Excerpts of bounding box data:
──────────
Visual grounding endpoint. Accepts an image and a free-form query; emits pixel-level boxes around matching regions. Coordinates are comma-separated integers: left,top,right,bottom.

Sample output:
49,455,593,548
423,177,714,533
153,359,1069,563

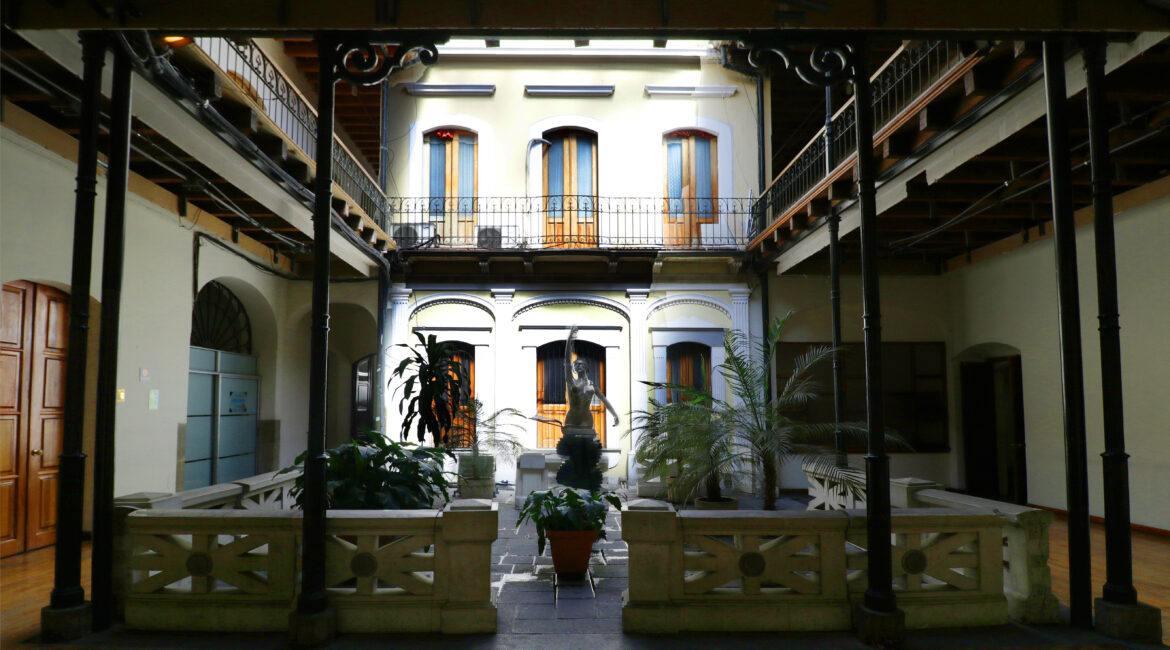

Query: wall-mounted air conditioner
475,224,521,250
390,222,435,248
──────────
TASK DESCRIPTION —
Rewrite all of the lines above, substituting "comma-delimited" for every occurrence of "comma-separated" and leaving everything else unchanged. Leave the pictures out of the output.

TASK SOLUTION —
Visual grounding endpoint. Accepts an image and a free-form query; emits pixel-level boxes around matching regions. Coordinates are comma-delimited integers: left,top,right,bottom.

Sample output:
49,455,593,548
423,177,714,533
153,359,1069,563


Query: wall-mounted air conditioner
475,224,521,250
390,222,435,248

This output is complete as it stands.